> Stated problem:
Copy every line of the records below, requests included, and increase each coordinate value in the answers by 81. Leave the pictures out of your copy.

== Extracted material

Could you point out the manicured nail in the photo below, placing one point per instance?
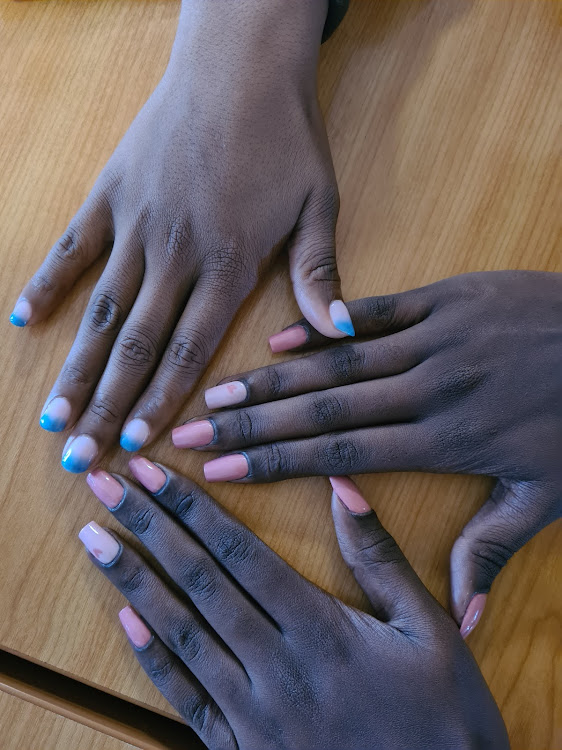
(105, 487)
(79, 454)
(21, 313)
(225, 395)
(135, 435)
(56, 414)
(138, 633)
(290, 338)
(473, 614)
(193, 434)
(340, 317)
(226, 468)
(348, 493)
(147, 473)
(99, 542)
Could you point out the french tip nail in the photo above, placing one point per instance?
(473, 614)
(21, 313)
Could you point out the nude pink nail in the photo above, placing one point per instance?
(349, 494)
(138, 633)
(226, 468)
(148, 474)
(99, 542)
(193, 434)
(473, 614)
(105, 487)
(288, 339)
(226, 394)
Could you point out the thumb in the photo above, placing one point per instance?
(314, 271)
(387, 578)
(508, 519)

====

> Answer to this problem:
Could you point out the manicured nail in the photo below, placing one point per instance?
(186, 568)
(160, 535)
(102, 394)
(306, 476)
(216, 516)
(137, 495)
(219, 714)
(371, 419)
(554, 695)
(274, 515)
(421, 398)
(307, 549)
(429, 574)
(228, 554)
(180, 623)
Could you point out the french tip nail in the photo above, placing one point per instance?
(554, 695)
(102, 394)
Could you point out the nude pink nail in the photo above, placing one point per instance?
(430, 575)
(219, 714)
(307, 549)
(229, 555)
(180, 623)
(274, 515)
(554, 695)
(186, 568)
(369, 420)
(307, 475)
Could you point out the thumb in the photo above, placing one point per instance?
(395, 352)
(468, 659)
(589, 600)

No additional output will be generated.